(Saved data entries)
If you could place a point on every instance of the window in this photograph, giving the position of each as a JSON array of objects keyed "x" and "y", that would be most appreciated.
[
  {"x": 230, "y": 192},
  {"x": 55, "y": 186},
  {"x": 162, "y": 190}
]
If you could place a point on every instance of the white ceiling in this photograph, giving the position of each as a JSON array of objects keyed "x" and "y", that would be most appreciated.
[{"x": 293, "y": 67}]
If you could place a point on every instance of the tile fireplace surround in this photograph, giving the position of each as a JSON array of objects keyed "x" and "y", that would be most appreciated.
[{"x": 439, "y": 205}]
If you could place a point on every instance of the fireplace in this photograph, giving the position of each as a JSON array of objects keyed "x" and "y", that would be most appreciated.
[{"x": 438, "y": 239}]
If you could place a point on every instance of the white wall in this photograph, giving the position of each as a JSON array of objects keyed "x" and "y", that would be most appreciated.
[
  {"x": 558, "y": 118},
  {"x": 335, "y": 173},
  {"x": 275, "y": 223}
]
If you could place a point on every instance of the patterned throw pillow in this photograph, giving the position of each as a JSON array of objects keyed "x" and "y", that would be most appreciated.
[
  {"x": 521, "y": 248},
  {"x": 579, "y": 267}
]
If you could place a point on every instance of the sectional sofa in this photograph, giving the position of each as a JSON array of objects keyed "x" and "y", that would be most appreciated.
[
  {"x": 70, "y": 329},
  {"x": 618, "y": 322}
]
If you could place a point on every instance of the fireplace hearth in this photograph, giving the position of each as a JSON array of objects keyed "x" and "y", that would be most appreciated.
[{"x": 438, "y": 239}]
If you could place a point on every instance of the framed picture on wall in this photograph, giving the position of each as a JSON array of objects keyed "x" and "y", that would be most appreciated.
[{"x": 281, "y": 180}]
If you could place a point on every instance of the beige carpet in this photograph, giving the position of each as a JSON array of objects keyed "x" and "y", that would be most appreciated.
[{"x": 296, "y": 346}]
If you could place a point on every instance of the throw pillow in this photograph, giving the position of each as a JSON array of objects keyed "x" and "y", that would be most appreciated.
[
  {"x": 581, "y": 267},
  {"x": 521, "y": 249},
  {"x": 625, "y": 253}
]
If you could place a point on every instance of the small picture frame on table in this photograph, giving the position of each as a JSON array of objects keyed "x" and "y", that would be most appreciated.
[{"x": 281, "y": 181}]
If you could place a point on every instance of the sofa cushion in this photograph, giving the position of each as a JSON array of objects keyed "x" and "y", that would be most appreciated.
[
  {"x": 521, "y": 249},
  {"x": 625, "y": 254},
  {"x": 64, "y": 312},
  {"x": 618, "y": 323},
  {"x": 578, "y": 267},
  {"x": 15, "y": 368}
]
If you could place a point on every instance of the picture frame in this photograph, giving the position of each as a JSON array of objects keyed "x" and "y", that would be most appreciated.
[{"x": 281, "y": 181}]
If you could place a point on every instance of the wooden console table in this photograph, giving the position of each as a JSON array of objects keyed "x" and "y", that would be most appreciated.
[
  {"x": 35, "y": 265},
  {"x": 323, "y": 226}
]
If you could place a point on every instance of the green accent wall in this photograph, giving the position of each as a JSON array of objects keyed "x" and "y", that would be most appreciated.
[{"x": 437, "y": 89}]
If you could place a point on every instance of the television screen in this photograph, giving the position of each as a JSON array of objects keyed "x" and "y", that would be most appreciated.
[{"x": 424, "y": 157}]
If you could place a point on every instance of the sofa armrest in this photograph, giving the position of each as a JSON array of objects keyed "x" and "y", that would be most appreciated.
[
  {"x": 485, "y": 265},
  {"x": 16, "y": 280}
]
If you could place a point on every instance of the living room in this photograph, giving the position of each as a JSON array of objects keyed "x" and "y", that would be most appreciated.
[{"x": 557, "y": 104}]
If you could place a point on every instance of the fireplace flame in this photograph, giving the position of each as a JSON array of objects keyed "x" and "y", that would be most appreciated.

> YOUR GOAL
Faithfully reproduce all of the records, character for character.

> CORRECT RESULT
If you could place a point on every instance of the window in this photograph, giving the position of each as a JSON array of objects keyed "x" and "y", that would be most appreciated.
[
  {"x": 230, "y": 192},
  {"x": 55, "y": 186},
  {"x": 162, "y": 190}
]
If you could place a point on every instance of the white ceiling in this photograph, giving the position of each as a JSON array of objects keyed "x" and "y", that would be most appreciated.
[{"x": 293, "y": 67}]
If you could place a point on every instance of the tile fireplace surround in this photograph, giving the position of each as a JSON array of objects keyed "x" and "y", that would be most appreciated.
[{"x": 439, "y": 205}]
If you could place a point on every instance of the fireplace in this photograph, giving the position of each as a JSON array of objects keyed "x" and "y", that would be most appreciated.
[{"x": 438, "y": 239}]
If you could place a point on every instance of the white wall in this photograph, giving the position of each as a JSON array of objects keyed "x" and "y", that would be most appreciated.
[
  {"x": 558, "y": 118},
  {"x": 335, "y": 173},
  {"x": 275, "y": 223}
]
If you could place a point on every instance of the patterned throw pillow in this photograph, giving the position of each as a JSON array of objects keyed "x" and "y", that would be most appreciated.
[
  {"x": 521, "y": 248},
  {"x": 579, "y": 267}
]
If you could place a point on every instance of the sectional sofa in this photograph, giving the position of each as a JSON array of objects keyed "x" and "y", that would be most appreciated.
[
  {"x": 70, "y": 329},
  {"x": 618, "y": 322}
]
If you could place a point on every instance of the fireplace hearth in this photograph, giving the position of each as a JSON array of objects keyed "x" and "y", that would be most appreciated.
[{"x": 438, "y": 239}]
If you could place a point on every instance of the framed picture on wall in this photograph, giving the position of each as a JSON array of objects keyed "x" and "y", that would be most appreciated.
[{"x": 281, "y": 180}]
If you could place a point on every instance of the beige carpet in this photograph, giving the position of each as a JSON array of objects keyed "x" and "y", that would be most appreciated.
[{"x": 296, "y": 346}]
If you could place a point on every instance of the throw pillow in this photograph, giving the position of each as a JSON array of objects keyed "x" and "y", that would be most appreciated.
[
  {"x": 581, "y": 267},
  {"x": 521, "y": 249},
  {"x": 625, "y": 253}
]
If you could place a point on every instance of the small picture frame on table in this photograph, giving the position of each as a JSON array of objects keyed "x" and "y", that would be most appreciated.
[{"x": 281, "y": 181}]
If you could place a point on every instance of the sofa cushion in this photograph, giving the position of each as a JSON array of objects keyed "x" and "y", that would be most appreciated.
[
  {"x": 521, "y": 249},
  {"x": 625, "y": 254},
  {"x": 64, "y": 312},
  {"x": 618, "y": 323},
  {"x": 578, "y": 267},
  {"x": 15, "y": 368}
]
If you could place a point on every instance of the picture frame in this photograph, giving the position of each as a JSON array of objects keyed "x" and "y", that would be most appreciated.
[{"x": 281, "y": 181}]
If you could place a point on every instance of the wooden console table in this photograph, giving the position of each as a JSON array of objects keyed "x" and "y", that would be most appreciated.
[
  {"x": 35, "y": 265},
  {"x": 323, "y": 226}
]
If you could place a point on every instance of the green accent wall in this photograph, giving the position of each as a JSON array of objects keyed "x" and "y", that would be most appreciated.
[{"x": 437, "y": 89}]
If you could place a point on every instance of the television screen in this photograph, giving the position of each as a JSON array of objects keyed "x" and "y", that would be most appreciated.
[{"x": 424, "y": 157}]
If you could place a point on every instance of the sofa armrest in this photograph, giving the position of each as a JSON array of objects keyed "x" and "y", that would be most appreciated.
[
  {"x": 485, "y": 265},
  {"x": 16, "y": 280}
]
If you could place a point on every instance of the living room in this photograph, giving the position of each as a JSON array of objects keyed "x" and "y", that would be most appreciated.
[{"x": 557, "y": 104}]
If you could place a point on every instance of the fireplace flame in this photograph, giving the position of each as a JSON array of objects keyed "x" and "y", that would be most appreciated.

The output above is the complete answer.